Exercise objective — The output should consist solely of the line containing "Identify green metal" and the lines that follow it through the end of the data below.

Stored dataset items
◆ ◆ ◆

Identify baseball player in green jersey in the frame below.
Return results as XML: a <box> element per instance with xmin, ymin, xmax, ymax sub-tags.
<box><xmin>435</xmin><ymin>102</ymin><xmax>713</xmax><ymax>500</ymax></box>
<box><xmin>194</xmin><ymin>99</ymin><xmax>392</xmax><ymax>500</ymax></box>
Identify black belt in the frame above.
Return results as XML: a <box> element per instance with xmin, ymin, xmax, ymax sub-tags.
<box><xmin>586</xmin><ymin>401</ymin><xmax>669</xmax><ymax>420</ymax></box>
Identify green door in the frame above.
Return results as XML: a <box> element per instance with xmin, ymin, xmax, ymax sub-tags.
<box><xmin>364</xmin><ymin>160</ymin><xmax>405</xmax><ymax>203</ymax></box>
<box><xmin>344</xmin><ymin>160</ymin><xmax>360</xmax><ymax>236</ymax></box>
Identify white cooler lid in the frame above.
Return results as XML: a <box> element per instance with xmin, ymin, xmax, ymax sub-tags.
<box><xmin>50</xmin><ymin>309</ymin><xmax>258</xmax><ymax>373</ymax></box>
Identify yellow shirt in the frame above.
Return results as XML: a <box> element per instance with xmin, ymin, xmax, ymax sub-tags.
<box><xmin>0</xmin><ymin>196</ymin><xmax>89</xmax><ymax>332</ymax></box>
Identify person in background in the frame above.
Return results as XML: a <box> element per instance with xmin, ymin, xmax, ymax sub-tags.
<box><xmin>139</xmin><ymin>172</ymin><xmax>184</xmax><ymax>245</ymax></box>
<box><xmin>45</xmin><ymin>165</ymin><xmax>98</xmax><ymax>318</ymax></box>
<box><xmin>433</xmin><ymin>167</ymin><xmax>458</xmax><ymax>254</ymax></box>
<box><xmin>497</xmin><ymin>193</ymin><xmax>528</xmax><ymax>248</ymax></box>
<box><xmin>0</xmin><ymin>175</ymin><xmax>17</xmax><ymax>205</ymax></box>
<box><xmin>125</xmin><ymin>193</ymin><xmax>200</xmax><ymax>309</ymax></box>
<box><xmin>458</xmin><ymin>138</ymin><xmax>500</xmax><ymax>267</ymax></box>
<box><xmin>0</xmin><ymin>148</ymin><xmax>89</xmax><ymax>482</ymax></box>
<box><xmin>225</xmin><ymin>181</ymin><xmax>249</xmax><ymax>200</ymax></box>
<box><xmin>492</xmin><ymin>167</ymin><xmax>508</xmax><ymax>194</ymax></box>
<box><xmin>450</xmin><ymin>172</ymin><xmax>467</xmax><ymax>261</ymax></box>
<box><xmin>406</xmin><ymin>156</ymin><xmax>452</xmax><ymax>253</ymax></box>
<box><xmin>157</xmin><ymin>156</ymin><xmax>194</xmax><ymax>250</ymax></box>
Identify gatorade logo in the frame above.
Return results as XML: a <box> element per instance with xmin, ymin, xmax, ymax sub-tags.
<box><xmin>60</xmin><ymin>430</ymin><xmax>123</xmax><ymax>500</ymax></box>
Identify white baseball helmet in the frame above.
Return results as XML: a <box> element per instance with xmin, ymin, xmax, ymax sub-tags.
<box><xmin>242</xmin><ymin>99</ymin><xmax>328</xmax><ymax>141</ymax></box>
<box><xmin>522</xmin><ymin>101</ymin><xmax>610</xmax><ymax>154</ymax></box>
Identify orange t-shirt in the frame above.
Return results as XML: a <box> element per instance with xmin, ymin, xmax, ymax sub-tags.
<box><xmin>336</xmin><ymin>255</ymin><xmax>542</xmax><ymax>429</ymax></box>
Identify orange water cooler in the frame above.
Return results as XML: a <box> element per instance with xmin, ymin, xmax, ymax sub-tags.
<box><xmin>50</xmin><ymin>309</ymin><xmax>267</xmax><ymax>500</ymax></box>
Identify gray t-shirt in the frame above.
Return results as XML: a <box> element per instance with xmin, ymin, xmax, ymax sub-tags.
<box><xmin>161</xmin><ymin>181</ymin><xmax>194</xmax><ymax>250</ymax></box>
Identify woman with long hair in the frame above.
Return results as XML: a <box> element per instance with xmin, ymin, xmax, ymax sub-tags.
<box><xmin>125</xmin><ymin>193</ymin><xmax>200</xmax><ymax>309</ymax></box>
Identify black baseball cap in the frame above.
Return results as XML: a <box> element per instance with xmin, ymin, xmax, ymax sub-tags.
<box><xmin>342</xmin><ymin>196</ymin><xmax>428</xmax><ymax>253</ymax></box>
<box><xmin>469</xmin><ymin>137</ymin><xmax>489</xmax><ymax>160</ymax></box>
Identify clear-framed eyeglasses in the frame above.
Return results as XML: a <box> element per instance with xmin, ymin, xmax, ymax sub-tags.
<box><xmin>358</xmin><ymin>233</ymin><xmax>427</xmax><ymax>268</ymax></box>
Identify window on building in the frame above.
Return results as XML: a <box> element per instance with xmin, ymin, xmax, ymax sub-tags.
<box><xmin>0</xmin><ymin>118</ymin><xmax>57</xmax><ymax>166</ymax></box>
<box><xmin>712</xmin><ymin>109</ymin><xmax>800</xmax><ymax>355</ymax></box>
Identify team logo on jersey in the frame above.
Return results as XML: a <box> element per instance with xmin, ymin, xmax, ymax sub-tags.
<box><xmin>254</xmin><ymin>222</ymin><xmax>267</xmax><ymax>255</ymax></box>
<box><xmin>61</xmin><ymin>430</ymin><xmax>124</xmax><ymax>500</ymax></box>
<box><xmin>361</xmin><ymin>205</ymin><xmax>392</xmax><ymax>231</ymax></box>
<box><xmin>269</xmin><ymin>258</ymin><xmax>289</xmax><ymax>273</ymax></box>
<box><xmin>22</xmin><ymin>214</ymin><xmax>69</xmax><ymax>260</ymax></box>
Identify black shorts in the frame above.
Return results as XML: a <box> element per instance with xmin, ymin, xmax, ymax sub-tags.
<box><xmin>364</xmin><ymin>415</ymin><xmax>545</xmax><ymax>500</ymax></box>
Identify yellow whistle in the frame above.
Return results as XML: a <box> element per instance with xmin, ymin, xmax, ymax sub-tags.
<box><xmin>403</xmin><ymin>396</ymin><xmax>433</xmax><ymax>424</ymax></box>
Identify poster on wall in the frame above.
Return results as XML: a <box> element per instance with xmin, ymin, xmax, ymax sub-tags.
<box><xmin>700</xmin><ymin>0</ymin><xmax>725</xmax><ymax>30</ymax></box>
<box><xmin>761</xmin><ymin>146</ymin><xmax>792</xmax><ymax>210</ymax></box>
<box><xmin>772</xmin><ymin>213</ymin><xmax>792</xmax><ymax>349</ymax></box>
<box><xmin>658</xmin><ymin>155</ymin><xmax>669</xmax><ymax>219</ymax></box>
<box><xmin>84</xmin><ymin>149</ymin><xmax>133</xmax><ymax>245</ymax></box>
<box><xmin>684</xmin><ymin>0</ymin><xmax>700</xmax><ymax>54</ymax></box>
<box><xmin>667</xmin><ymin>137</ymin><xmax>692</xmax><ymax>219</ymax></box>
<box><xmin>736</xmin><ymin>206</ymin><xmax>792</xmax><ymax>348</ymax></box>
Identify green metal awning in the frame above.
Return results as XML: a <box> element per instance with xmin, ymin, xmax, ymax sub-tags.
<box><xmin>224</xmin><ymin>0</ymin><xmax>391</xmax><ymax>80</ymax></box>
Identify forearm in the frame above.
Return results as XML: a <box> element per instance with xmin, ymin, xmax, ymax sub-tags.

◆ ◆ ◆

Full output —
Identify green metal awning in the frame above.
Return results as XML: a <box> element per instance with xmin, ymin, xmax, ymax sub-tags.
<box><xmin>224</xmin><ymin>0</ymin><xmax>391</xmax><ymax>80</ymax></box>
Identify forearm in the frame above.
Return results as XML: a <box> element per instance with xmin, ymin, xmax, ymax sub-tags.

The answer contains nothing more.